▶ Your goal
Give again, exactly and without pictures, the lines running from the line with "box: [434, 92, 465, 102]" to the end of the records below.

^^^^^^^^^^^^^^^^

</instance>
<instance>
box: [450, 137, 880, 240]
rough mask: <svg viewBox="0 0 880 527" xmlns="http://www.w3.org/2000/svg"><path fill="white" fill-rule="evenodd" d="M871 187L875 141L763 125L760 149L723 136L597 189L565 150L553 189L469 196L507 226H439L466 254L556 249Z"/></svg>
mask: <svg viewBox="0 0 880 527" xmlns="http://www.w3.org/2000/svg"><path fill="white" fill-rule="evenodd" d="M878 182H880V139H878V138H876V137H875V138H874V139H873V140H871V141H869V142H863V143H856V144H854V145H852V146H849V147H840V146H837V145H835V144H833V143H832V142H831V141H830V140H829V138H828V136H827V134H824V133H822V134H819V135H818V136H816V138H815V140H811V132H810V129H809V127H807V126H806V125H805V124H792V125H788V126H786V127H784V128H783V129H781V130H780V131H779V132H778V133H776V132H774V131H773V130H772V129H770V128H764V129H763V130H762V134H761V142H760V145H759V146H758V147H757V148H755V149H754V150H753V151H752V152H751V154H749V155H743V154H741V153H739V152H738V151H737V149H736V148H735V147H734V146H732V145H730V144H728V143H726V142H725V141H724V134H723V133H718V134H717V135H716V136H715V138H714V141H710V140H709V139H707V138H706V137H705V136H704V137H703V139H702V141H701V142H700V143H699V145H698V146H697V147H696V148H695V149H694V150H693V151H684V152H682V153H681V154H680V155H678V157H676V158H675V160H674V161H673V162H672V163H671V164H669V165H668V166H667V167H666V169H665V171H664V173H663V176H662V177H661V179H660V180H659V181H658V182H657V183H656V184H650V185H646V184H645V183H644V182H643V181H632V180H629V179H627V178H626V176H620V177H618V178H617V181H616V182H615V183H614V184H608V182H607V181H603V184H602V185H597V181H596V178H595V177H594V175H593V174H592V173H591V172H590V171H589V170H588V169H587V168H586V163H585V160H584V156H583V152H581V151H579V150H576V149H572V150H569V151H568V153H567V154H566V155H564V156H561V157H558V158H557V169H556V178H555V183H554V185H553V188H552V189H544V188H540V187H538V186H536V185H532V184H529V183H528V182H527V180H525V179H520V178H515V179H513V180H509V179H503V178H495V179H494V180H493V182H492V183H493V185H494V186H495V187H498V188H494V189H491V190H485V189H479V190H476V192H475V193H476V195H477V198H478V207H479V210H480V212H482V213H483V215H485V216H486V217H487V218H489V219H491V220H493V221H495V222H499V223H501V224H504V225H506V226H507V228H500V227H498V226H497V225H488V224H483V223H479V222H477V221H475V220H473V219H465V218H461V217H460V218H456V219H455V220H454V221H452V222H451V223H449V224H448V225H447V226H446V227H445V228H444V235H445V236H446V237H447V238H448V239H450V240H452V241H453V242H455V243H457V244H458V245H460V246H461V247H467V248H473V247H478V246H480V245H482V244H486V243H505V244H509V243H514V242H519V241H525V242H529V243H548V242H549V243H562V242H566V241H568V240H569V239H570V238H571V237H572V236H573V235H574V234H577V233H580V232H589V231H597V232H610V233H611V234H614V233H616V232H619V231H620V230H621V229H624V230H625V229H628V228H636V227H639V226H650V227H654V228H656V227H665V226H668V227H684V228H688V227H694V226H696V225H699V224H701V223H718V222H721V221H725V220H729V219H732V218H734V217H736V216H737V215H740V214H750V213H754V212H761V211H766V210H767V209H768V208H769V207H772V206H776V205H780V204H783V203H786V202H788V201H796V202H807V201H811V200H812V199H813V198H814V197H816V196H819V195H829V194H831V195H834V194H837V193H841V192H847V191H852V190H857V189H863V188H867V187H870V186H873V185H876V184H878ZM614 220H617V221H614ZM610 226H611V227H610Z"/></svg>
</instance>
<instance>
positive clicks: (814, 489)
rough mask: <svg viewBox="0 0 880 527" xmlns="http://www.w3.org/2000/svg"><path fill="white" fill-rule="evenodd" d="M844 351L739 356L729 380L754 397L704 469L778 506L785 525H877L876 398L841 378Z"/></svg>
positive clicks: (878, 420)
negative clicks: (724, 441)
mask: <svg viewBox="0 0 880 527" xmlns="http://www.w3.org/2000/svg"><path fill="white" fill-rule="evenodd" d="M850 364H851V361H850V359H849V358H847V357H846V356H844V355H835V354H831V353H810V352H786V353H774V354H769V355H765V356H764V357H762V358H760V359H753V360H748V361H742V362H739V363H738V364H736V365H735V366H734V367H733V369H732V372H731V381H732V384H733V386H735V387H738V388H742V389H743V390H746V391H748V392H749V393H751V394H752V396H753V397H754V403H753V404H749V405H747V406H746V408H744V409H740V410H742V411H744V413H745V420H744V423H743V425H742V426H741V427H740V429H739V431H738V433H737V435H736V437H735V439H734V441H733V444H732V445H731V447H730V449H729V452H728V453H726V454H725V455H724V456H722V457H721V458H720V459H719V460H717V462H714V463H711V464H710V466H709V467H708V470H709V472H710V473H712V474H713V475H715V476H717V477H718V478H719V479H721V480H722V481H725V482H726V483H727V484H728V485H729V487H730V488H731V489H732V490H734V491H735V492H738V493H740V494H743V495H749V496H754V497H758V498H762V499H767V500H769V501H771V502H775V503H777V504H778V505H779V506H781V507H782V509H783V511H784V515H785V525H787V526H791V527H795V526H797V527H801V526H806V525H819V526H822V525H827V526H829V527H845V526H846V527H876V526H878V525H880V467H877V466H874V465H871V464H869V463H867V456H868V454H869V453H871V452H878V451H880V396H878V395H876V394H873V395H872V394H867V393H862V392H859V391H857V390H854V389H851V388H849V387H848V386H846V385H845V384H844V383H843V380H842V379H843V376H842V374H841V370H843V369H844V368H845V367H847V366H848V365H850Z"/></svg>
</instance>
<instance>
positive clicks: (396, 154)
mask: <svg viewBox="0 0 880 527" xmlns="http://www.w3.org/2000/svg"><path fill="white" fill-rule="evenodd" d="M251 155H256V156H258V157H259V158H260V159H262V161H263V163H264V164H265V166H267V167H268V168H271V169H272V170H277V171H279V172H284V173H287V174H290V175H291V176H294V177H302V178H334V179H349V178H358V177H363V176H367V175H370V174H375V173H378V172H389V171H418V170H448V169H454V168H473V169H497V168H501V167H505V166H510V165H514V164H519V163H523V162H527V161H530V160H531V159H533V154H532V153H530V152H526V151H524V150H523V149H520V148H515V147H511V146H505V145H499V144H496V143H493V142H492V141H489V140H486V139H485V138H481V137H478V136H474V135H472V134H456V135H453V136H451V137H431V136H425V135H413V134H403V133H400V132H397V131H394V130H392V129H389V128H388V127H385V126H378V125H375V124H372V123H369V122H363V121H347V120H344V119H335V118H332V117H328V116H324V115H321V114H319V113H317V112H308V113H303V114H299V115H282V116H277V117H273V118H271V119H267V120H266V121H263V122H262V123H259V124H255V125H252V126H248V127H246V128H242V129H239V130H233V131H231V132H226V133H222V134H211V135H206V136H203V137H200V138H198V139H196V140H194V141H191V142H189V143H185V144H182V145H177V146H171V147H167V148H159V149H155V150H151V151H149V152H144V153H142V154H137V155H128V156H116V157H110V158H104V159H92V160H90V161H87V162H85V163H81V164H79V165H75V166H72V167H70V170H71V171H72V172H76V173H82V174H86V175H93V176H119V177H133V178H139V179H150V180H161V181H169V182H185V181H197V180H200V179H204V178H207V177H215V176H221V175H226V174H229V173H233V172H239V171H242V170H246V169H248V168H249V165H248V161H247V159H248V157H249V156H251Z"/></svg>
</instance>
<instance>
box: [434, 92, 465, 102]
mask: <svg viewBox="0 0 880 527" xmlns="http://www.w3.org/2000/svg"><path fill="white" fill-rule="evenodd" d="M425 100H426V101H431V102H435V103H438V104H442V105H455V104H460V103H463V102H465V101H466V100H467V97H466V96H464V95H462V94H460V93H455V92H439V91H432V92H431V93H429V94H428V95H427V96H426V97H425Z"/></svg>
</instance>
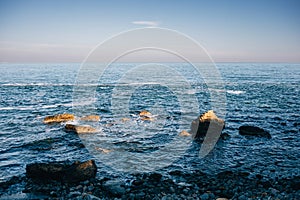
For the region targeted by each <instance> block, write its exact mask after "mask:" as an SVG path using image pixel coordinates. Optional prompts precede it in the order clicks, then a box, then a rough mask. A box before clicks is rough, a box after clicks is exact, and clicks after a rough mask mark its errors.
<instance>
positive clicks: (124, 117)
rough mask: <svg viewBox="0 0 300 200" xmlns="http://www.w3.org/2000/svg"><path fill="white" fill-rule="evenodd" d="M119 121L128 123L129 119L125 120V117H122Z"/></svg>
mask: <svg viewBox="0 0 300 200" xmlns="http://www.w3.org/2000/svg"><path fill="white" fill-rule="evenodd" d="M121 121H122V122H128V121H130V119H129V118H126V117H124V118H122V119H121Z"/></svg>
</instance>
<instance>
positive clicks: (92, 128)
mask: <svg viewBox="0 0 300 200" xmlns="http://www.w3.org/2000/svg"><path fill="white" fill-rule="evenodd" d="M65 130H66V131H67V132H75V133H77V134H83V133H96V132H98V130H97V129H96V128H93V127H91V126H88V125H84V126H82V125H74V124H66V126H65Z"/></svg>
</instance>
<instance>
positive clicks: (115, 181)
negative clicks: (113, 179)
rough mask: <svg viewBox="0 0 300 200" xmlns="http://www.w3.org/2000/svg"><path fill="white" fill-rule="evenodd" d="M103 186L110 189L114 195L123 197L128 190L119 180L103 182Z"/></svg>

^^^^^^^^^^^^^^^^

▶ Task result
box: [434, 92, 465, 102]
mask: <svg viewBox="0 0 880 527" xmlns="http://www.w3.org/2000/svg"><path fill="white" fill-rule="evenodd" d="M425 100H426V101H431V102H435V103H438V104H442V105H455V104H460V103H463V102H465V101H466V100H467V97H466V96H464V95H462V94H460V93H455V92H439V91H432V92H431V93H429V94H428V95H427V96H426V97H425Z"/></svg>
</instance>
For the region targeted by each <instance> block, write its exact mask after "mask:" as an SVG path using image pixel coordinates. Optional prompts precede it in the order clicks, then a box, then a rough mask. A box before clicks is rough, a box after clicks is exact, and clicks after a rough mask mark its errors.
<instance>
positive clicks: (124, 117)
rough mask: <svg viewBox="0 0 300 200" xmlns="http://www.w3.org/2000/svg"><path fill="white" fill-rule="evenodd" d="M119 121L128 123L129 119L125 120V117H122Z"/></svg>
mask: <svg viewBox="0 0 300 200" xmlns="http://www.w3.org/2000/svg"><path fill="white" fill-rule="evenodd" d="M121 121H122V122H128V121H130V119H129V118H126V117H124V118H122V119H121Z"/></svg>
</instance>
<instance>
positive clicks: (92, 128)
mask: <svg viewBox="0 0 300 200" xmlns="http://www.w3.org/2000/svg"><path fill="white" fill-rule="evenodd" d="M65 130H66V131H67V132H75V133H77V134H83V133H96V132H98V130H97V129H96V128H93V127H91V126H88V125H84V126H82V125H74V124H66V126H65Z"/></svg>
</instance>
<instance>
positive clicks: (115, 181)
negative clicks: (113, 179)
rough mask: <svg viewBox="0 0 300 200" xmlns="http://www.w3.org/2000/svg"><path fill="white" fill-rule="evenodd" d="M103 186L110 189L114 195L123 197L128 190L119 180L103 182Z"/></svg>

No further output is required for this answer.